**Do this**: Copy the listing from the line with "# test: pointer emits one marker per instance of the rein" up to and including the line with "x=198 y=117", keeping the requests. Multiply every coordinate in the answers by 2.25 and round it to a whole number, with halves rounded up.

= = = = =

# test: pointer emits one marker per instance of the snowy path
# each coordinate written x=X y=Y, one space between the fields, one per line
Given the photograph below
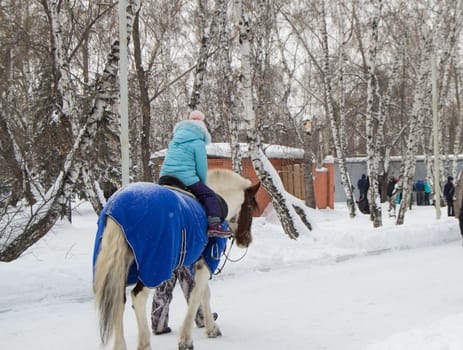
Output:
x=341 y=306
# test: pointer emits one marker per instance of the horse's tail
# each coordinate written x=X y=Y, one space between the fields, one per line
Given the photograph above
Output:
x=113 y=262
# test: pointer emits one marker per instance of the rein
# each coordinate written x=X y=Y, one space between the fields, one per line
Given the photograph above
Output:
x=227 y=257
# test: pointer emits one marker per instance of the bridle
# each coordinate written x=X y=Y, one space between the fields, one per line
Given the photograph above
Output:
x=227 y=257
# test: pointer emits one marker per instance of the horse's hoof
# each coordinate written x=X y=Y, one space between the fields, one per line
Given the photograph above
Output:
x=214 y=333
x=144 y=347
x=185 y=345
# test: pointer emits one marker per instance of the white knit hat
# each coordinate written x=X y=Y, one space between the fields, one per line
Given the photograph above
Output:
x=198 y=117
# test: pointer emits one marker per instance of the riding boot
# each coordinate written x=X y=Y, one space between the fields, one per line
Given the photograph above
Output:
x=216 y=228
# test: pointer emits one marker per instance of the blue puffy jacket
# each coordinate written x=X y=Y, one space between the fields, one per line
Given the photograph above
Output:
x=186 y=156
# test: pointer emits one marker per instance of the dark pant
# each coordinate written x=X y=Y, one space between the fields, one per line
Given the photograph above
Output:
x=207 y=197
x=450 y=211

= = = = =

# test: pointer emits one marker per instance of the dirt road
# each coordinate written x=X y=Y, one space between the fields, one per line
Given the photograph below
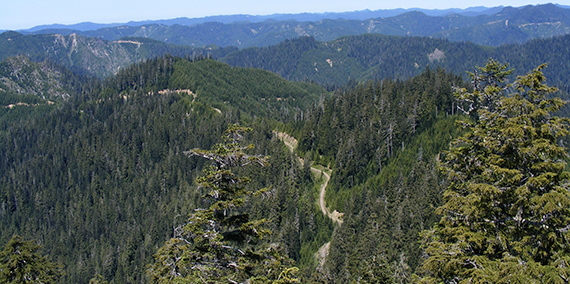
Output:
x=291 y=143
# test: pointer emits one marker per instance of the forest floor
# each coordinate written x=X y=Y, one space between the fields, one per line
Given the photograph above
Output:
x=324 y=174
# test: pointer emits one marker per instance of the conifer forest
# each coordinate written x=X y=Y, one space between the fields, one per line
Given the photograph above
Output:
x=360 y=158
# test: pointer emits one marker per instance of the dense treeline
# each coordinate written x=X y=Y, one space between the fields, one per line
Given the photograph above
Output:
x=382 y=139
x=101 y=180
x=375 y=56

= = = = =

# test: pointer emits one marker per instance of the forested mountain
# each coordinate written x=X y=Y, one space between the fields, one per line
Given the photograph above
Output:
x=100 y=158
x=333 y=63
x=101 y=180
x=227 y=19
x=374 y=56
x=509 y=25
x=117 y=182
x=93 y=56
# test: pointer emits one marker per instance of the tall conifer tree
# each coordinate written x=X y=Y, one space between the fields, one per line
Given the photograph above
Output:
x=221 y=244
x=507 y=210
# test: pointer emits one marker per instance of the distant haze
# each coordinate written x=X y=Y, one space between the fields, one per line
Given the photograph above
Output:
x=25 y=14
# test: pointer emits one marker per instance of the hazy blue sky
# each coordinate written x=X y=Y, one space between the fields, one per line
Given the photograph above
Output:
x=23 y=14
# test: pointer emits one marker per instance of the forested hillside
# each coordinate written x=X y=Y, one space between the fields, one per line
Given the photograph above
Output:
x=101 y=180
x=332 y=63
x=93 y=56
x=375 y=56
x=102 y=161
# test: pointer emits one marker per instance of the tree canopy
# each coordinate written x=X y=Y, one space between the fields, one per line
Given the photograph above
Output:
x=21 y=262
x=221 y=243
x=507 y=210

= = = = =

**Result**:
# test: pointer emits one marker per instance of the rein
# each coordinate written x=X y=Y, one space between the fields, one per line
Given the photograph above
Output:
x=511 y=578
# test: pointer emits one marker per instance of the bridle
# each coordinate written x=X y=Y, one space between the fields, one per line
Given the photograph above
Output:
x=511 y=578
# test: pointer emits one marker per instance of the horse's hoof
# each coordinate written x=X y=Y, one space between the fields, one per line
Given the photograph above
Output:
x=482 y=749
x=324 y=781
x=416 y=776
# test: pointer emits one marker per instance of the white knit hat
# each coordinate written x=X y=Y, one space between the fields, one per line
Given the photograph above
Output:
x=446 y=263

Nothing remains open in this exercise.